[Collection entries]

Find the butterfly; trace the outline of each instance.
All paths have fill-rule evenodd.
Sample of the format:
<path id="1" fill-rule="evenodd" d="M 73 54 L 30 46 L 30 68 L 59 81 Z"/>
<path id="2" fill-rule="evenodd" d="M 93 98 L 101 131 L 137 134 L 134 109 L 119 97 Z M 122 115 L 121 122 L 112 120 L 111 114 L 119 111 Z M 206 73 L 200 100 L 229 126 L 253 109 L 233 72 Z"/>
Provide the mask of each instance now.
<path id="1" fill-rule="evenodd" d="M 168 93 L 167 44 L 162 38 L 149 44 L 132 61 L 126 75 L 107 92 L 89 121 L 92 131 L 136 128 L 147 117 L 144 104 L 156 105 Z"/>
--
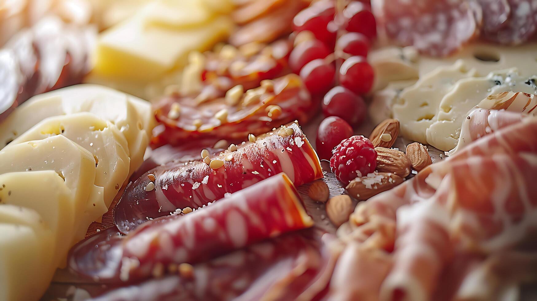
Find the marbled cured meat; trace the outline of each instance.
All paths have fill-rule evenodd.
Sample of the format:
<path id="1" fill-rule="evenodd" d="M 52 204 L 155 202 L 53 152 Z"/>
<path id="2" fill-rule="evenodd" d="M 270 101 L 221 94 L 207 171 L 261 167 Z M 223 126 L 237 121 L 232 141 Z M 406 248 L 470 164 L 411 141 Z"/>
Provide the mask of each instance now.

[Task statement]
Please copy the stretch of the listing from the line containing "Find the butterfly;" through the line containing "73 54 L 30 46", reproducing those lines verbatim.

[Task answer]
Find the butterfly; trace the outline of each instance.
All paths have fill-rule evenodd.
Sample of the format:
<path id="1" fill-rule="evenodd" d="M 73 54 L 30 46 L 30 68 L 59 81 Z"/>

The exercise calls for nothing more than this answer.